*CONSIGNA*.
Escribe cómo sigue la entrevista sobre el libro de cine después de la pregunta final sobre la "muerte" del cine en la era de las plataformas.

*TEXTO*.

-Sí, fue uno de los textos que más disfruté escribir. Tomé cinco versiones, la de Orson Welles, Kurosawa, Polanski, Justin Kurzel y Joel Coen. La idea fue partir de la más reciente, la de Coen, con Frances McDormand, e ir hacia atrás. Macbeth es la obra más transpuesta de Shakespeare al cine con más de 30 adaptaciones. Y la pregunta es por qué. Qué resonancias tiene en distintos contextos históricos y estéticos. Cada versión ilumina una época distinta. Y al mismo tiempo, hay algo que permanece como el poder, la ambición, la tragedia humana.
GRANDES NOMBRES
-En su libro también aparecen otros grandes nombres como Béla Tarr, Todd Field, Nanni Moretti… ¿Cómo fue la selección final?
-Compleja. Dejé muchas películas afuera. La idea original era más amplia. Pero opté por un recorte que permitiera dar coherencia al libro. Tarr abre el recorrido con El caballo de Turín, una película que es, para mí, una de las representaciones más potentes del fin del mundo. También hay lugar a La ciénaga de Lucrecia Martel. Coen, Moretti, Kaurismäki, Glazer, Loach y Field, entre otros, completan el mapa. Son autores que, cada uno a su modo, trabajan sobre el lenguaje del cine.
-La estructura del libro propone un arco, comienza en un tono apocalíptico y cierra con una idea de esperanza.
-Exacto. Abro con Béla Tarr, que filma el Antigénesis, yendo del séptimo día hacia el primero, invirtiendo la Creación. Es un cine de derrumbe, de silencio y viento. Y termino con Kaurismäki, Moretti y Ken Loach, tres directores que, cada uno desde su estética, piensan la política y la posibilidad de un futuro distinto. Vivimos un tiempo histórico complejo, con crisis ecológicas, sociales y culturales. Pero también hay una pulsión esperanzada. Lo dice Byung-Chul Han en El espíritu de la esperanza: pensar la salida de la sociedad del miedo. El cine puede ser un modo de imaginar salidas.
-Hablemos del presente del cine. Muchos hablan de su “muerte” en la era de las plataformas.

*CONJUNTO DE DATOS*.
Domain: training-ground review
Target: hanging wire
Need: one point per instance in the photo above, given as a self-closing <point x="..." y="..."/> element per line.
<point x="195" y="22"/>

*RESPUESTA*.
-Esa discusión me interesa mucho. El crítico Jonathan Rosenbaum escribió hace quince años un libro que se llama Adiós al cine, bienvenida la cinefilia. Allí dice algo brillante, la mitad de sus amigos, mayores, creen que el cine está muriendo; mientras la otra mitad, más jóvenes, creen que está en su mejor momento. Y ambas cosas son ciertas. Las grandes salas de 1.500 butacas desaparecen, pero el cine no muere, muta. Se multiplica en pantallas chicas, en formatos híbridos, en nuevas voces. Hay un florecimiento de narrativas que quizás no pasan por el circuito tradicional, pero que tienen una potencia enorme.
EL ESPECTADOR
-¿Y qué lugar ocupa el espectador en esa mutación?
-Un lugar central. El modo de mirar cambia. Hoy se consume más cine que nunca, aunque ya no sea en la sala oscura. Las plataformas no sólo diversifican la oferta, también modifican la relación emocional con la obra. A mí me interesan las películas que te hacen pensar, que te interpelan. No me interesa tanto el cine que confirma lo que ya sabemos, sino el que nos obliga a formularnos preguntas. Por eso elegí obras como Zona de interés, que aunque trata sobre el Holocausto, habla en realidad de nuestro presente, de los muros, de la crueldad cotidiana.
-No podemos evitar hablar de la política actual. ¿Cómo ve la situación del cine argentino en este contexto?
-Con mucha preocupación. Hay un intento deliberado de desfinanciar el Incaa y destruir las fuentes que sostienen la producción nacional. El cine es una industria costosa que necesita apoyo estatal. Si se corta el financiamiento, se paraliza la creación. Argentina tiene un potencial creativo enorme, con directores jóvenes muy talentosos, pero sin recursos ese potencial se frustra. A eso se suma una crisis económica profunda. La comunidad cultural resiste, pero la situación es crítica. No se trata solo de cine, se trata de imaginar un país que no renuncie a su cultura.
-A pesar de todo, se percibe en su libro una fe en el poder transformador del cine.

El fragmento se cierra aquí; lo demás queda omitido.